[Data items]
----

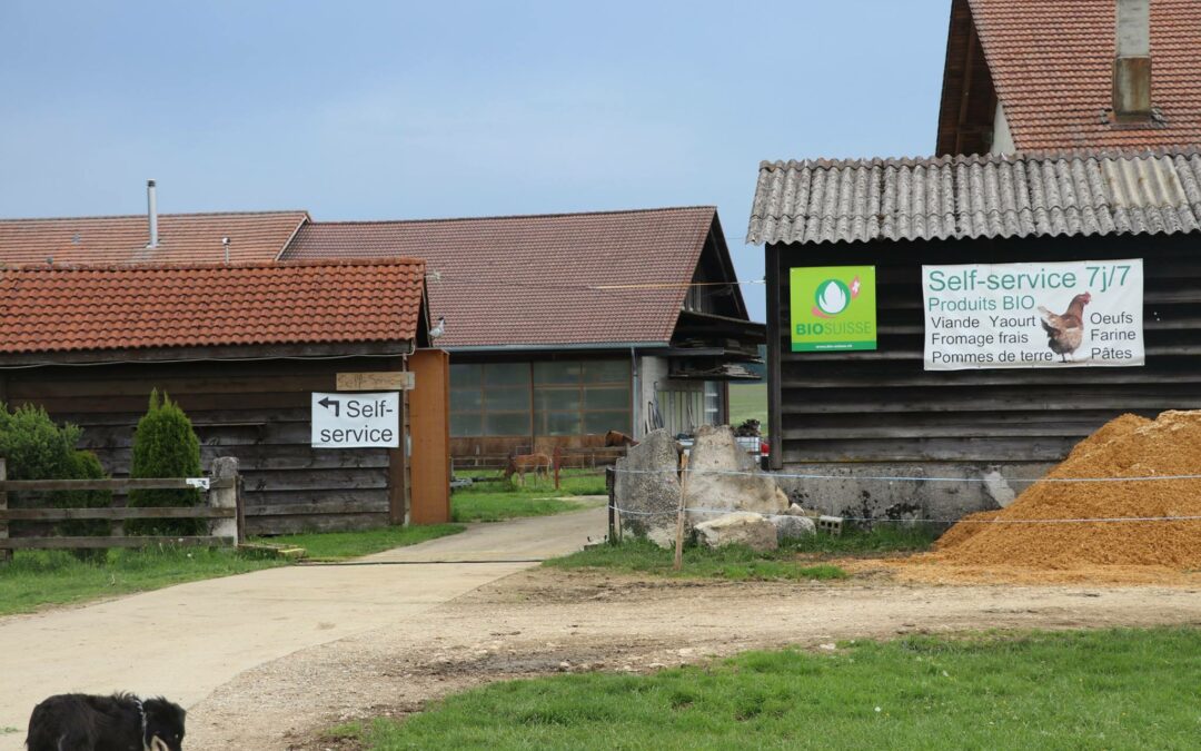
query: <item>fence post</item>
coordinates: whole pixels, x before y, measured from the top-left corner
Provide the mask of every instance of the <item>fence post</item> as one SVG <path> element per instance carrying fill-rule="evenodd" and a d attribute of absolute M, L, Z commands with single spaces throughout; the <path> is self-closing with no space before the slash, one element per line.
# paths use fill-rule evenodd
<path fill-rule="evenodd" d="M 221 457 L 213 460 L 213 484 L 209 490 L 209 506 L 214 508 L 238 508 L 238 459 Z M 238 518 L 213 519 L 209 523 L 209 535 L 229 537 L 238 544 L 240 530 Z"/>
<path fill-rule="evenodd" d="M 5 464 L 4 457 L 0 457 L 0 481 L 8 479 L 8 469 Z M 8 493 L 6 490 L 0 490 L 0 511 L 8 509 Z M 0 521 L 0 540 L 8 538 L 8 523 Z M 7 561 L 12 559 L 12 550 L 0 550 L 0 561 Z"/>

----

The request
Place each line in the stretch from the start of the listing through the line containing "221 457 L 213" into a JSON list of strings, one string per line, with blank lines omitted. Leave the pictures out of the answer.

Finished task
[
  "query: <item>fence post</item>",
  "coordinates: whole pixels, x before y, measured from the top-left corner",
  "Provide the mask of every instance of the <item>fence post</item> as one SVG <path> element per instance carrying fill-rule=\"evenodd\" and a d attribute of absolute M, L, Z commands with single spaces throughout; the <path> is self-closing with no space before the slash, one element per line.",
  "# paths use fill-rule evenodd",
  "<path fill-rule=\"evenodd\" d=\"M 221 457 L 213 460 L 213 484 L 209 490 L 209 506 L 214 508 L 238 508 L 238 459 Z M 238 518 L 213 519 L 209 523 L 209 535 L 229 537 L 238 544 L 240 530 Z\"/>"
]